Stored data entries:
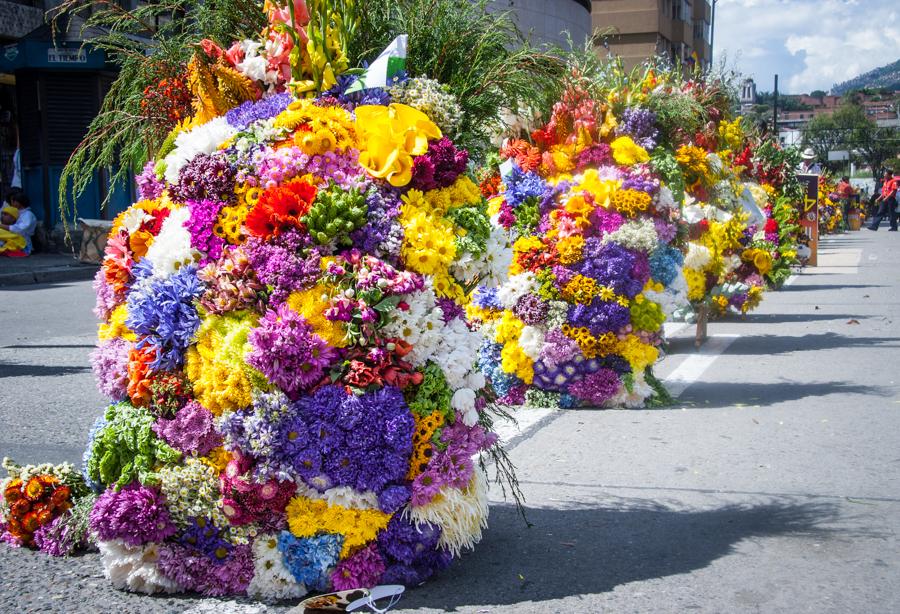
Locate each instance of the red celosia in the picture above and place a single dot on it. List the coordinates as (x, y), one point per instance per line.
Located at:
(280, 208)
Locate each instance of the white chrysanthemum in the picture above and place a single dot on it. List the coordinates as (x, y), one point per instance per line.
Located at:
(171, 249)
(640, 392)
(639, 235)
(272, 581)
(531, 340)
(205, 138)
(133, 218)
(698, 257)
(421, 325)
(515, 288)
(665, 200)
(341, 495)
(461, 514)
(134, 568)
(463, 402)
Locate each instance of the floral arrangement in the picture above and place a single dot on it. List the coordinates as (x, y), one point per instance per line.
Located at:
(295, 403)
(595, 268)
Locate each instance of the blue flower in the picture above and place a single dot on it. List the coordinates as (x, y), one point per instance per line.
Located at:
(309, 559)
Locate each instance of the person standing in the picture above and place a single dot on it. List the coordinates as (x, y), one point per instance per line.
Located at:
(887, 202)
(24, 226)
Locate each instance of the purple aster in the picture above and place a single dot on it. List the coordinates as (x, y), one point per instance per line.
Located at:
(203, 218)
(109, 360)
(206, 176)
(192, 430)
(596, 388)
(195, 571)
(251, 111)
(439, 166)
(135, 514)
(287, 351)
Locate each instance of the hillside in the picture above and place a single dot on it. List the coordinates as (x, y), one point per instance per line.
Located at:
(887, 76)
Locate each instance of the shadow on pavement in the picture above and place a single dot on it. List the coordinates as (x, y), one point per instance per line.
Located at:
(17, 370)
(588, 550)
(763, 345)
(725, 394)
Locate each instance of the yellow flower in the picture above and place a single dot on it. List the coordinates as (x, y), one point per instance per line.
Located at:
(628, 153)
(389, 137)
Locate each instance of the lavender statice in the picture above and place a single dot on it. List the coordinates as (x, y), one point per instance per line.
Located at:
(284, 263)
(109, 361)
(195, 571)
(640, 124)
(252, 111)
(162, 312)
(135, 514)
(192, 431)
(205, 177)
(287, 351)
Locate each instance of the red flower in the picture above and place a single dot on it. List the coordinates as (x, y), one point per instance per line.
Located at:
(280, 208)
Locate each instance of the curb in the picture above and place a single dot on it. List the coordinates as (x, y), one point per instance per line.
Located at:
(48, 275)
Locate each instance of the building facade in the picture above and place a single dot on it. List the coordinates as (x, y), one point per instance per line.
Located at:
(550, 21)
(635, 30)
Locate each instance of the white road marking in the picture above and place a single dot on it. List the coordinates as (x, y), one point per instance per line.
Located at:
(690, 370)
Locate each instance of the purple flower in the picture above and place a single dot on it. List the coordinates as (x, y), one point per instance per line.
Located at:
(162, 311)
(287, 351)
(203, 218)
(192, 430)
(282, 264)
(248, 112)
(439, 166)
(360, 570)
(206, 176)
(109, 360)
(135, 514)
(596, 388)
(195, 571)
(148, 184)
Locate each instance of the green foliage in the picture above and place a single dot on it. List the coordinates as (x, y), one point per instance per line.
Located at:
(127, 449)
(480, 55)
(336, 213)
(154, 40)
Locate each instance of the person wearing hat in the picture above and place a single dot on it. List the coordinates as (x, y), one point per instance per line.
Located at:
(16, 237)
(808, 164)
(887, 202)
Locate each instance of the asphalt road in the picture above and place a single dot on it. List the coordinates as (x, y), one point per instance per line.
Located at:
(773, 485)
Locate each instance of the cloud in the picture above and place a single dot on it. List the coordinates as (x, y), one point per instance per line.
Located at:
(811, 45)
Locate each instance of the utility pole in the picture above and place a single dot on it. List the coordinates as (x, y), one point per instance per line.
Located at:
(775, 109)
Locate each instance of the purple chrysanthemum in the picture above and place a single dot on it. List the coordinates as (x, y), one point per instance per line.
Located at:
(135, 514)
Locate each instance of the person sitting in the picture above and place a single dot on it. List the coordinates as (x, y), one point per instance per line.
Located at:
(21, 229)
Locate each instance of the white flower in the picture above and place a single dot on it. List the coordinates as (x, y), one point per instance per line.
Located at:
(515, 288)
(171, 249)
(698, 257)
(531, 340)
(205, 138)
(272, 581)
(461, 514)
(134, 568)
(639, 235)
(463, 402)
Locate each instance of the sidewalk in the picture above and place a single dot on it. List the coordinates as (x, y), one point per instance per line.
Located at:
(42, 268)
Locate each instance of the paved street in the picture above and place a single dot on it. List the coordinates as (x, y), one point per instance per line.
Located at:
(773, 485)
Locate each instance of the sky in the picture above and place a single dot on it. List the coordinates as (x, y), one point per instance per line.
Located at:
(811, 45)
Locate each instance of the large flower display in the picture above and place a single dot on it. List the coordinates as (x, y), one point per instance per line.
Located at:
(295, 403)
(594, 270)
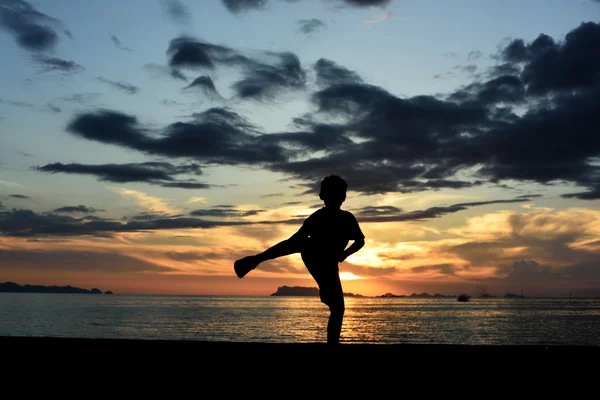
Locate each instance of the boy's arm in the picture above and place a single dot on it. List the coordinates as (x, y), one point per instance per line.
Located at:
(354, 247)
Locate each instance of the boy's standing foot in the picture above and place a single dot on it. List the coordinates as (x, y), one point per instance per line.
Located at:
(245, 265)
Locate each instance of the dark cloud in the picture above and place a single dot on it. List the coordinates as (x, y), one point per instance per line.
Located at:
(264, 81)
(32, 30)
(165, 71)
(123, 86)
(77, 98)
(484, 133)
(224, 212)
(394, 214)
(312, 25)
(475, 55)
(423, 142)
(187, 256)
(592, 194)
(155, 173)
(53, 64)
(187, 52)
(236, 6)
(311, 137)
(272, 195)
(205, 85)
(503, 89)
(33, 107)
(177, 11)
(53, 107)
(27, 223)
(76, 209)
(330, 73)
(446, 269)
(550, 66)
(215, 136)
(118, 43)
(262, 77)
(76, 261)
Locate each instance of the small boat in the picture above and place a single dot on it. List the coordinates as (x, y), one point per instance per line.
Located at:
(463, 297)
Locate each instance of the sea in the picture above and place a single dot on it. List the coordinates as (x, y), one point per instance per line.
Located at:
(271, 319)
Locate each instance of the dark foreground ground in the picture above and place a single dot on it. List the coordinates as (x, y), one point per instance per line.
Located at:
(178, 350)
(157, 367)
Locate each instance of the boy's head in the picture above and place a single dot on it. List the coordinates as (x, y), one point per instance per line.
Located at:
(333, 191)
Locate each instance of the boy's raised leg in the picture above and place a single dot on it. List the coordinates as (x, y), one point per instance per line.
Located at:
(283, 248)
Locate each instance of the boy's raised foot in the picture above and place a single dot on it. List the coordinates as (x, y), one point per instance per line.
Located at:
(245, 265)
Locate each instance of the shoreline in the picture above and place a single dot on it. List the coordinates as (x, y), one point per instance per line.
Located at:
(16, 346)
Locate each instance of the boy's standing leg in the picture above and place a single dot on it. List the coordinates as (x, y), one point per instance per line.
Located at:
(332, 295)
(336, 310)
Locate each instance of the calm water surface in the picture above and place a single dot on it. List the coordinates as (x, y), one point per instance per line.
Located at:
(301, 319)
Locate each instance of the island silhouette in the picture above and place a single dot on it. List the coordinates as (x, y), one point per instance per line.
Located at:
(12, 287)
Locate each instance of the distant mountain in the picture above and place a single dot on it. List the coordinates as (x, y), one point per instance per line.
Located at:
(304, 291)
(430, 296)
(11, 287)
(512, 296)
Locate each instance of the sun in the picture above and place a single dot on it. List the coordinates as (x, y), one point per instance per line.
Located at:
(349, 276)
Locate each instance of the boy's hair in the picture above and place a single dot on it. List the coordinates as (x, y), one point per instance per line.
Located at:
(333, 185)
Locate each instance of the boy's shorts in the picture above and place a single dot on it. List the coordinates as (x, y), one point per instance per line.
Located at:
(324, 271)
(328, 279)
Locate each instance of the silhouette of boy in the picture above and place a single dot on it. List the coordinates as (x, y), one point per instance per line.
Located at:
(321, 241)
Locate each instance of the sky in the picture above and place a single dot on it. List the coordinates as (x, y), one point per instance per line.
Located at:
(145, 145)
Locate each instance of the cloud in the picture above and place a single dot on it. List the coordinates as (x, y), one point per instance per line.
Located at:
(427, 142)
(165, 71)
(475, 55)
(196, 200)
(27, 223)
(76, 261)
(222, 212)
(308, 26)
(123, 86)
(329, 73)
(33, 107)
(484, 133)
(446, 269)
(154, 173)
(272, 195)
(394, 214)
(217, 135)
(7, 183)
(177, 11)
(238, 6)
(550, 66)
(118, 43)
(146, 201)
(205, 85)
(51, 64)
(262, 77)
(77, 98)
(31, 29)
(76, 209)
(381, 18)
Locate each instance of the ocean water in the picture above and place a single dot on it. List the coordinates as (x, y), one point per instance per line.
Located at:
(302, 319)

**Do this**: Give back exactly the lines from the line holding "Locate each instance of the boy's shorts" through the last line of the listing, including both.

**Result of the task**:
Locate each instance of the boy's shorts in the picture above and place a single dot on it. List the coordinates as (x, y), one point per instance per line.
Located at:
(324, 271)
(328, 279)
Locate each instance of the silhouette of boy in the picture above and place a single dot on it. List the coordinates as (x, y), one point per instance per line.
Located at:
(321, 241)
Locate each instance of the sky in the picture above and place a single dot on it. List the coordinates as (x, y), one point per instance per line.
Located at:
(145, 145)
Locate each instance of the cloud in the picture above and place a single dot on it. List the coordinates as (x, y), one point per instance per line.
Located at:
(427, 142)
(165, 71)
(475, 55)
(196, 200)
(27, 223)
(76, 261)
(222, 212)
(308, 26)
(123, 86)
(329, 73)
(33, 107)
(484, 133)
(446, 269)
(154, 173)
(272, 195)
(394, 214)
(217, 135)
(7, 183)
(177, 11)
(238, 6)
(550, 66)
(118, 43)
(146, 201)
(205, 85)
(51, 64)
(262, 77)
(77, 98)
(31, 29)
(76, 209)
(381, 18)
Locate each instance of the ocean water in the picture above and place a single dot on it. List the coordinates as (x, y), one point per instance per line.
Located at:
(302, 319)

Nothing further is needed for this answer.